==== TASK INPUTS
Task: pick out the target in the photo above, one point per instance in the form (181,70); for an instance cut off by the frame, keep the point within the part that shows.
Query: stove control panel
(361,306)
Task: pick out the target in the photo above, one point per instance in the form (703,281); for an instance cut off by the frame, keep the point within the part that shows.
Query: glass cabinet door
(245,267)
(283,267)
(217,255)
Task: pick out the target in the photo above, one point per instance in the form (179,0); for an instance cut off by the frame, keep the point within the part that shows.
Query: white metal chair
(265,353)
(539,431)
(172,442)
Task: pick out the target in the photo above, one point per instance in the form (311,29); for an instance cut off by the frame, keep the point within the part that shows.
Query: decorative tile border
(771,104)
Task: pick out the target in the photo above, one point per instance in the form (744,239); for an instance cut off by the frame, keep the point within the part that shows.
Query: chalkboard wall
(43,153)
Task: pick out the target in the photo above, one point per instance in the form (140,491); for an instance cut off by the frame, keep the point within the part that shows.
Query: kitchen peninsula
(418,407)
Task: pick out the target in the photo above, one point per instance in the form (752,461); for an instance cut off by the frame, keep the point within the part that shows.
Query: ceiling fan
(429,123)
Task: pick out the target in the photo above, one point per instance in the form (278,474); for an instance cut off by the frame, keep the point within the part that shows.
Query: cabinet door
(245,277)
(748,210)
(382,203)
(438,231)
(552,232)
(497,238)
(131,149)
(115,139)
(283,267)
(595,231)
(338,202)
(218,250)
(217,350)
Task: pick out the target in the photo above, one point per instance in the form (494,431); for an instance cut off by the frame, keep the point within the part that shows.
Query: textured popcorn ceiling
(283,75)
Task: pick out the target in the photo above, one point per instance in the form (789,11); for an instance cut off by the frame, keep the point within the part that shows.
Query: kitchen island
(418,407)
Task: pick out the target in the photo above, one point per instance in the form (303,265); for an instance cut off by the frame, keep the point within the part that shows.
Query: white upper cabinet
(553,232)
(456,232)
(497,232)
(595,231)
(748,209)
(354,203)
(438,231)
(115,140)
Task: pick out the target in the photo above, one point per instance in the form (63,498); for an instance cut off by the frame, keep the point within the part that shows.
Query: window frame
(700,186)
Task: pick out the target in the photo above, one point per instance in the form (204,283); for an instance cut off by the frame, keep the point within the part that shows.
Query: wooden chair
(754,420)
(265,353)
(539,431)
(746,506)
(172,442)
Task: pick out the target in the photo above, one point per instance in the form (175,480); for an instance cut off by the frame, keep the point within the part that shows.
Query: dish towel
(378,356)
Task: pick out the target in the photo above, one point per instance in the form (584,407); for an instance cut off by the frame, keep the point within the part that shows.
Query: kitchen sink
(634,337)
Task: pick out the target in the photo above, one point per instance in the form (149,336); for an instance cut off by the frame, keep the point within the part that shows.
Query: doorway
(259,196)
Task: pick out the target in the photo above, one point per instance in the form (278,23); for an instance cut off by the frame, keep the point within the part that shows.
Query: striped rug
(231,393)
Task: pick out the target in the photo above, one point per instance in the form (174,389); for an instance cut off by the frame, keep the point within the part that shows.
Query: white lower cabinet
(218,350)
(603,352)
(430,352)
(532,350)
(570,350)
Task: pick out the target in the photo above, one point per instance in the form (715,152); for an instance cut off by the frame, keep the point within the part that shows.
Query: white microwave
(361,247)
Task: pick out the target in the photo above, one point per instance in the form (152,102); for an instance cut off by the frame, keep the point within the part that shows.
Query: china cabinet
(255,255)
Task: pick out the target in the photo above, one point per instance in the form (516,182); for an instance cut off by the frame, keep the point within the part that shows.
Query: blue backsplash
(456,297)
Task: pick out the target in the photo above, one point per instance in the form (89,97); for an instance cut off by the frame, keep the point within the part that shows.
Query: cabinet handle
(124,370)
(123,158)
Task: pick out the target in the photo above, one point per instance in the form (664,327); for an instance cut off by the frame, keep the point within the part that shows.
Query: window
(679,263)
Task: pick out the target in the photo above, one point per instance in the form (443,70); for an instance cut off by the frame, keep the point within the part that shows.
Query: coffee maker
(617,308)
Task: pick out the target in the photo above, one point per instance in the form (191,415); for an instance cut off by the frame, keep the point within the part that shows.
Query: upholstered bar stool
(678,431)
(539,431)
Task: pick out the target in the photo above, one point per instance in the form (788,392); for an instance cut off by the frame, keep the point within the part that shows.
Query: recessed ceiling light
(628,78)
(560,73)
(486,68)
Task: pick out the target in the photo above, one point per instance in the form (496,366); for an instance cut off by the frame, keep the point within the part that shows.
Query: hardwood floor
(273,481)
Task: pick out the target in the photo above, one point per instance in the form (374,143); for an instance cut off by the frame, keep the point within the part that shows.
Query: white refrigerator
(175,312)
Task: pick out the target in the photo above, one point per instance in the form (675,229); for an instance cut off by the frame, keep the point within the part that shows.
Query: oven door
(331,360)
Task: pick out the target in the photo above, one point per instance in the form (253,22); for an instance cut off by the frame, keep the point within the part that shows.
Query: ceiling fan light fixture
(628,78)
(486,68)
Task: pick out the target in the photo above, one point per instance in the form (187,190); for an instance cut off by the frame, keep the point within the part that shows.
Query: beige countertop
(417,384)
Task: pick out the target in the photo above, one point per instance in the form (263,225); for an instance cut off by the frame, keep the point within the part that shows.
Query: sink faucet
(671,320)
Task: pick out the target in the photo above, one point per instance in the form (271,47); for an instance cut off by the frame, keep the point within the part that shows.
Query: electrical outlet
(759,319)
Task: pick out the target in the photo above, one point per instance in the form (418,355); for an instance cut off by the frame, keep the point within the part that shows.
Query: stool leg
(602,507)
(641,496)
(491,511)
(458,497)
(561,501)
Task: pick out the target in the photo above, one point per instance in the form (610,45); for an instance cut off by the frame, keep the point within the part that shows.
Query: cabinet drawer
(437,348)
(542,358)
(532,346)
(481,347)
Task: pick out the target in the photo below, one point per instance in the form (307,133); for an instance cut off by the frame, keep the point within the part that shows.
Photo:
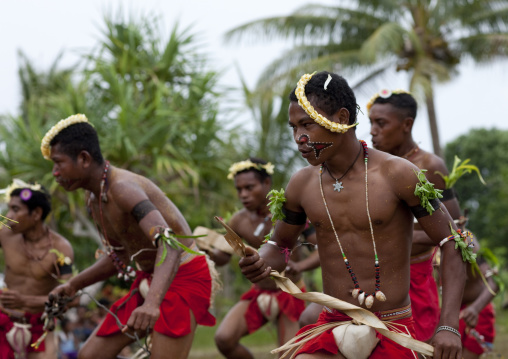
========
• _EXERCISE OBJECTIVE_
Extract every line of the records that contains the word "sink", treating case as significant.

• _RESPONSE TO THE EXERCISE_
Query: kitchen sink
Query: sink faucet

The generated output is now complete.